Extract to read:
<<<<

Turkey ‘doing its best’ for Aleppo cease-fire

Turkey ‘doing its best’ for Aleppo cease-fire

Turkey ‘doing its best’ for Aleppo cease-fire

AFP photo

Turkey is doing everything possible to facilitate negotiations between Moscow and Syrian opposition groups to halt the bloodshed in Aleppo, Turkish Prime Minister Binali Yıldırım said in an interview published Dec. 7 after meeting with Russian President Vladimir Putin.

“We are doing everything possible to bring about discussions between opposition representatives and Russia and have achieved success on this topic,” Yıldırım told Russia’s Interfax news agency.

“If any consensus reached is turned into a signed document, then that would be to everyone’s benefit,” said Yıldırım, upon a question whether or not Turkey had provided a platform for talks between Russia and the Syrian opposition. “Now is the time when you need to get results.” 

On Dec. 6, Yıldırım met Putin in the Kremlin as Moscow and Ankara continue moves to put a row over Turkey’s downing of a Russian warplane last year behind them.

>>>>

Name every city mentioned in the article on the Aleppo cease-fire.

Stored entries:

<<<<

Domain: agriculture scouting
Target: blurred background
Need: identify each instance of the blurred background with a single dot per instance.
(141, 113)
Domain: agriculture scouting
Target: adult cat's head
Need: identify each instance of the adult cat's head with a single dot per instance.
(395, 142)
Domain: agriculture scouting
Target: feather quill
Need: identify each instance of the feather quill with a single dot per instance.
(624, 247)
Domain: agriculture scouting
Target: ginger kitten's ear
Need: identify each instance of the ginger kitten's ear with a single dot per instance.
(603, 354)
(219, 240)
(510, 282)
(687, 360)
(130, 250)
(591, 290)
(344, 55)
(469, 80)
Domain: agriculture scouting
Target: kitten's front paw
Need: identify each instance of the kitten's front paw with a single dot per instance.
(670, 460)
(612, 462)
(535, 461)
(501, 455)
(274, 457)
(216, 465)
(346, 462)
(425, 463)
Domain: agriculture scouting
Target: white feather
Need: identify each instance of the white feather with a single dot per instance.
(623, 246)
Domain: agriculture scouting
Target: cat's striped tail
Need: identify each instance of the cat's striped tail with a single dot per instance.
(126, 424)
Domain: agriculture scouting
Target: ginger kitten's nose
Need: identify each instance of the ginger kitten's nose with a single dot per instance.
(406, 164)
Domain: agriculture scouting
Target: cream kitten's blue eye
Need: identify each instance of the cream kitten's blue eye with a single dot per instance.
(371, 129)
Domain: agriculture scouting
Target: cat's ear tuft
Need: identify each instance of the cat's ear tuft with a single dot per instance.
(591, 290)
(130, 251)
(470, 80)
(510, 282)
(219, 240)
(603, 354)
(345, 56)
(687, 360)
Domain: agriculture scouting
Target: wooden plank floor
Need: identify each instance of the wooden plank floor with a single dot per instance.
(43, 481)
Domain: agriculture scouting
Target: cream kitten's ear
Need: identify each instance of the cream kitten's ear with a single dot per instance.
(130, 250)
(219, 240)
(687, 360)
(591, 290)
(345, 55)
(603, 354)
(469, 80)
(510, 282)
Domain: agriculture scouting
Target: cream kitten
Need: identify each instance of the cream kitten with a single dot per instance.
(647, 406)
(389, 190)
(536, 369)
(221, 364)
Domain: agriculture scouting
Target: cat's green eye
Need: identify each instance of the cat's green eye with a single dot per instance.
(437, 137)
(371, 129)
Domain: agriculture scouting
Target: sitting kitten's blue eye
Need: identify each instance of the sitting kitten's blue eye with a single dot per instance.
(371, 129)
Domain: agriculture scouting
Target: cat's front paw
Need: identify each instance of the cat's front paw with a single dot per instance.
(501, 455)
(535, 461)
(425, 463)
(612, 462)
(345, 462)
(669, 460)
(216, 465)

>>>>

Answer: Aleppo, Moscow, Ankara